* [PASSAGE PROVIDED]:
The JMI Vox AC-50 "Super Twin" - The Original Royal Guardsman Amp
Jennings Musical Industries (JMI), the company that founded Vox in Dartford, Kent, UK, started to investigate the development of high powered tube amplifier circuits in early 1963. Prior to 1963, the most powerful amplifier made by JMI was the 30 watt AC-30. Most of the major British rock groups, including the Beatles, were using them.

JMI was aware that the maximum audio output of the Beatles' Vox AC-30 amplifiers had become no match to the level of their screaming fans. In response, JMI started development of 50 and 100 watt tube amplifier circuits.

Vox decided that the major selling feature of these new amps should be their abundance of power, not the inclusion of effects or (at least at first) multiple channels. These new amps would have only three controls: volume, treble and bass. The new amps were designed to be simple and loud.

The first 100 watt AC-100 and 50 watt AC-50 heads were produced by JMI in late 1963. The Beatles were provided early versions of these new amps. Prior to leaving for Paris and the US in early 1964, Paul McCartney was supplied an AC-100 head with a 2x15" enclosure. John Lennon and George Harrison were each supplied an AC-50 Mk I head and an enclosure with two 12" Celestion G12 Alnico speakers and a Goodmans Midax horn. The speaker cabinets rested on a chrome plated tubular rigid stand. The amplifier head was placed on the floor, under the speaker cabinet. The Beatles used these AC-50 Mk I amps for their February 1964 appearances on the Ed Sullivan Show and during the filming of "A Hard Day's Night."

Later that spring , JMI issued a pair of new AC-50 Mk I amps to John Lennon and George Harrison. These amps featured a new tubular trolley stand that allowed the speaker cabinet to tilt and swivel. The amp head rested in a tray at the top of the trolley. These amps were used in the Beatles' 1964 tour to Australia and Hong Kong.
JMI Vox AC-50 Mk II "Super Twin"
as depicted in a 1966 US Vox Catalog
(by this time a dual channel amp)

JMI Appoints Thomas Organ as the US Vox Distributor
Despite the success Vox products were enjoying throughout the world, JMI had not developed a channel for US retail distribution through the first half-year of Beatlemania in America. JMI published a full page advertisement in a number of music trade magazines in the summer of 1964, hoping to establish a US distribution relationship for Vox.

* [REQUIRED WORK]:
**A)** Output everything from "Later that spring" down to "relationship for Vox." in the passage about the Vox AC-50 amp, copied word for word.
**B)** Tally the lines of the records below that contain the string "give", treating case as significant, and reply with the count alone.

[Excerpts of pointing data]

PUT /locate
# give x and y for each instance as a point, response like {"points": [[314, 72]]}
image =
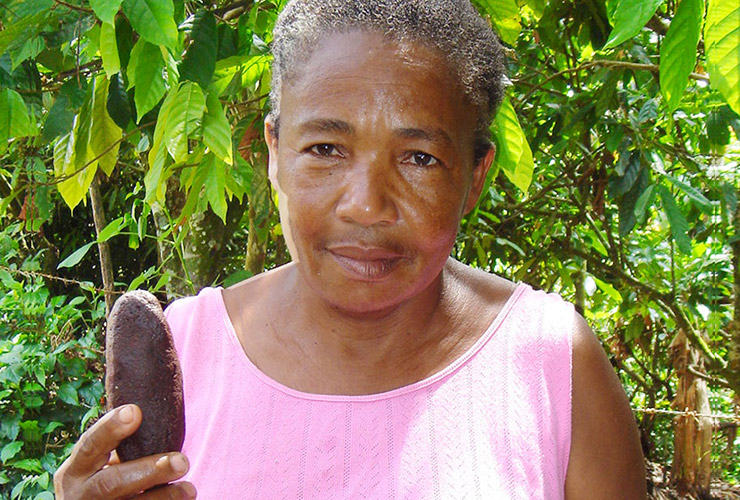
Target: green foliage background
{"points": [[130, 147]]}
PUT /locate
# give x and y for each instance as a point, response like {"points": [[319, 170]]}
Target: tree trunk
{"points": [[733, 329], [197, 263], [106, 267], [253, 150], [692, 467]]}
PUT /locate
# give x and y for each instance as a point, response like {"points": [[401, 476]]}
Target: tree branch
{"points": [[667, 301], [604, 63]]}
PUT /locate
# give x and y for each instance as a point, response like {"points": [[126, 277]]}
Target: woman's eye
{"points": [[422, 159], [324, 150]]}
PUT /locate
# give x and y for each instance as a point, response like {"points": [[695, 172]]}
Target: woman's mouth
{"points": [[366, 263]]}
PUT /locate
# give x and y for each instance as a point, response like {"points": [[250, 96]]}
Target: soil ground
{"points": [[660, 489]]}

* [IN RESPONSE]:
**A)**
Later that spring , JMI issued a pair of new AC-50 Mk I amps to John Lennon and George Harrison. These amps featured a new tubular trolley stand that allowed the speaker cabinet to tilt and swivel. The amp head rested in a tray at the top of the trolley. These amps were used in the Beatles' 1964 tour to Australia and Hong Kong.
JMI Vox AC-50 Mk II "Super Twin"
as depicted in a 1966 US Vox Catalog
(by this time a dual channel amp)

JMI Appoints Thomas Organ as the US Vox Distributor
Despite the success Vox products were enjoying throughout the world, JMI had not developed a channel for US retail distribution through the first half-year of Beatlemania in America. JMI published a full page advertisement in a number of music trade magazines in the summer of 1964, hoping to establish a US distribution relationship for Vox.

**B)** 6